--- EXERCISE PASSAGE Enclosed Below ---
To the Child I Will Never Have
Jean-Baptiste del Amo Writes a Letter to the Future
When I was the age that perhaps you might be by now, I often thought that I would never have a child. What saddened me was not so much the prospect of not having a child, but the thought of depriving my parents of grandchildren, of disappointing them and of knowing that, in their eyes, and in the eyes of others, I would be unfulfilled.
And then I grew up. I wanted to turn your absence into a strength. Without you, I would be more free, with no responsibilities, no ties.
Even so, I would be lying if I said that I have never envied those who have a child; if I said that, from time to time, I do not feel a melancholy pang of regret at not knowing you.
Truth be told, I would probably not have much to give you. I would have no solution that would allow you to go through life without being burned. Nothing that would have spared you from growing up, from coming up against the bitter reality of this world, from becoming solemn and sorrowful, from being disappointed in friendship and in love. You see, the more time that passes, the fewer certainties I have. My convictions are fragile, and I have learned nothing.
--- End of Enclosed EXERCISE PASSAGE ---
--- DATA BELOW Enclosed Below ---
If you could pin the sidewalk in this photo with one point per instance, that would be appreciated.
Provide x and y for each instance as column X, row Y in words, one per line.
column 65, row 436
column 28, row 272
--- End of Enclosed DATA BELOW ---
| TO DO |
A. Say whether each statement agrees with the letter on a child the writer will never have, answering yes or no and quoting the deciding words: (i) The writer was saddened chiefly by the prospect of not having a child. (ii) The writer wanted to turn the child's absence into a strength. (iii) The writer says that passing time has brought more certainties.
B. Reproduce the part of the letter on a child the writer will never have that opens with the words containing "Even so, I would" and closes with "not knowing you.".
C. Condense the paragraph of the letter on a child the writer will never have that begins "Truth be told" into a shorter version that keeps its main facts.

| LIST OF ANSWERS |
A.
(i) No: "What saddened me was not so much the prospect of not having a child, but the thought of depriving my parents of grandchildren"
(ii) Yes: "I wanted to turn your absence into a strength."
(iii) No: "the more time that passes, the fewer certainties I have."

B.
Even so, I would be lying if I said that I have never envied those who have a child; if I said that, from time to time, I do not feel a melancholy pang of regret at not knowing you.

C. The writer would probably have little to give the child and no way to spare them from growing up, facing the world's bitter reality, becoming solemn and sorrowful, or being disappointed in friendship and love. With time the writer has fewer certainties, fragile convictions and has learned nothing.